● EXERCISE PROMPT: Reproduce the dogsledding text starting at the words "By Kari Jæger" and ending after "event’s future role.", switching every "tourism" to "travel".

Dog Sledding Events on the premises of local communities – people, dogs, and nature?
By Kari Jæger
In many places there has been a shift in tourism from before COVID-19, in how avoiding too much tourism, to how re-starting tourism with COVID-19 would be possible (Jóhannesson et al., 2022). It has been both a global and local discussion, on what the impacts on tourism would be in the long run. For many, the crisis that is brought to tourism, has also offered opportunities to re-consider tourism development in the Arctic, an opportunity, which also goes for the event’s future role.
The two Norwegian dogsledding events investigated here are Femundløpet, that was started in 1990 at Røros, and Finnmarksløpet, that was started in Alta in 1981. These events are both created through networks internal in the dogsledding societies in Norway, and through the local communities the events are located and staged. Those involved in the core activities in Femundløpet and Finnmarksløpet include dogsled drivers - both national and international, locals and visitors, their handlers, and volunteers.

● EXTRACTED ENTRIES:
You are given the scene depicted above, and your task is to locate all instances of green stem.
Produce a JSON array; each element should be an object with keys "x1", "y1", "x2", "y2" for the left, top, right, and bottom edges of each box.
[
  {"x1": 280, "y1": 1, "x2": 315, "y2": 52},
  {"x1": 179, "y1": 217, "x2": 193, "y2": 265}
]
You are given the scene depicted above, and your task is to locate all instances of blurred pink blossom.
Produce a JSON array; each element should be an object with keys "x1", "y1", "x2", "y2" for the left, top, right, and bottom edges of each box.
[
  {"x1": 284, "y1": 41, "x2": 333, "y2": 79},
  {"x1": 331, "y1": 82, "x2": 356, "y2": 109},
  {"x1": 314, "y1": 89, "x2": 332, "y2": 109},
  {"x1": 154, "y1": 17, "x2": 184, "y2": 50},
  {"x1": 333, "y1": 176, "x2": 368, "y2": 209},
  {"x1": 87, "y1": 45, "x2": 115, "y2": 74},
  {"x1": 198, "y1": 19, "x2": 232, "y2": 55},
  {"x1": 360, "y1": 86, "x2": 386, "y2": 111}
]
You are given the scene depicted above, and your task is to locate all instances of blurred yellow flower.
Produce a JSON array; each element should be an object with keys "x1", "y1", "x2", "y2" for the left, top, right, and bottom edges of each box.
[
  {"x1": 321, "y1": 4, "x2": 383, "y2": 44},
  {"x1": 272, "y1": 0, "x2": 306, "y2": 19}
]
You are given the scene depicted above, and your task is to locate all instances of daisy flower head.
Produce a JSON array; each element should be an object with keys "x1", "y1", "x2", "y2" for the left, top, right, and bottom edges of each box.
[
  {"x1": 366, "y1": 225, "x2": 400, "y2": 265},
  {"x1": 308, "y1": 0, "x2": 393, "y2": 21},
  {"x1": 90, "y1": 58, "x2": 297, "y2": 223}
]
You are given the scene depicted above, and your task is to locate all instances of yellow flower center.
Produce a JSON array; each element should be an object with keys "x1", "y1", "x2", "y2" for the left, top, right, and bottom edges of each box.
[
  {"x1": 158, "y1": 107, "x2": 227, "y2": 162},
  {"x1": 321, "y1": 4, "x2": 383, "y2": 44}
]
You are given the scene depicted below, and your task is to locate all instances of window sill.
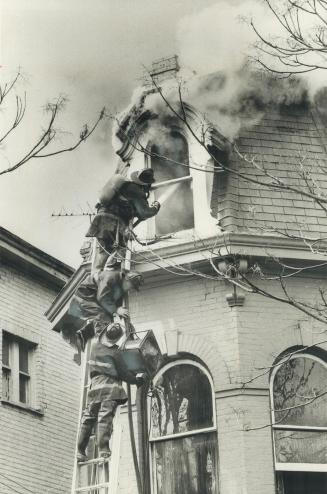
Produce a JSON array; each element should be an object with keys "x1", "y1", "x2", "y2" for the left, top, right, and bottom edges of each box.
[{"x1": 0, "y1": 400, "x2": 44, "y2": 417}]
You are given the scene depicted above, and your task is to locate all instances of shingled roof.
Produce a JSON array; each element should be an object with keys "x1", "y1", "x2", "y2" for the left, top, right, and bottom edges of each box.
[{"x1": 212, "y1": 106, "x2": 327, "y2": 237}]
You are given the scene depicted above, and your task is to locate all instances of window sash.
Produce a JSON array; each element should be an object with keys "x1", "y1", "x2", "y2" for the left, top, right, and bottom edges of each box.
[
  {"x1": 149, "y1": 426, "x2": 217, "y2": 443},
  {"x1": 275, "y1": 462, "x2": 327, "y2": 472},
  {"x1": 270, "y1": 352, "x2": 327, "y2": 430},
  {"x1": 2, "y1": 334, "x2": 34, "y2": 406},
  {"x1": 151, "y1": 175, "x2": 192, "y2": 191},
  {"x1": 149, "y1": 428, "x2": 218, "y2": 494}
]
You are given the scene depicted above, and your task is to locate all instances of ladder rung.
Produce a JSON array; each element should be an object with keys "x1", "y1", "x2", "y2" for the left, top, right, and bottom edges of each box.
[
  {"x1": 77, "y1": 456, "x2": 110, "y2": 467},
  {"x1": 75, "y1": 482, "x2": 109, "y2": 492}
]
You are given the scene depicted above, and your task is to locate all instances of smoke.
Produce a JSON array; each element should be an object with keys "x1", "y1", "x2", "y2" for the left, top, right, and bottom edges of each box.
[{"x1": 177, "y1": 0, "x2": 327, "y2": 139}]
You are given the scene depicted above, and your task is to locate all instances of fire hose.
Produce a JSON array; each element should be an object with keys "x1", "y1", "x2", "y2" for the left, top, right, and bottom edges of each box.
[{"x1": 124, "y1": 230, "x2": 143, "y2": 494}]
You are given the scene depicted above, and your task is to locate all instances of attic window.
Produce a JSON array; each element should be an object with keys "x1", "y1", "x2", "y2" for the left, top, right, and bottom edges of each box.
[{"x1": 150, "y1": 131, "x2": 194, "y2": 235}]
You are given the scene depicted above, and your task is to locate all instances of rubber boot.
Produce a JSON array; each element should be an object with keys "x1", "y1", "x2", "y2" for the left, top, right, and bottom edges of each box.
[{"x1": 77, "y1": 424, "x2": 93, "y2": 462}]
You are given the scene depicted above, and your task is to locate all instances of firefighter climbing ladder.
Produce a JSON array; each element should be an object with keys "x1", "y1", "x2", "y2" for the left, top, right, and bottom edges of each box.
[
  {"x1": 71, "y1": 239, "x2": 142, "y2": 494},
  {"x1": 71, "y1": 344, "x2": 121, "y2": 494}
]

● SOLUTION TO THIS PROBLEM:
By Kari Jæger
In many places there has been a shift in travel from before COVID-19, in how avoiding too much travel, to how re-starting travel with COVID-19 would be possible (Jóhannesson et al., 2022). It has been both a global and local discussion, on what the impacts on travel would be in the long run. For many, the crisis that is brought to travel, has also offered opportunities to re-consider travel development in the Arctic, an opportunity, which also goes for the event’s future role.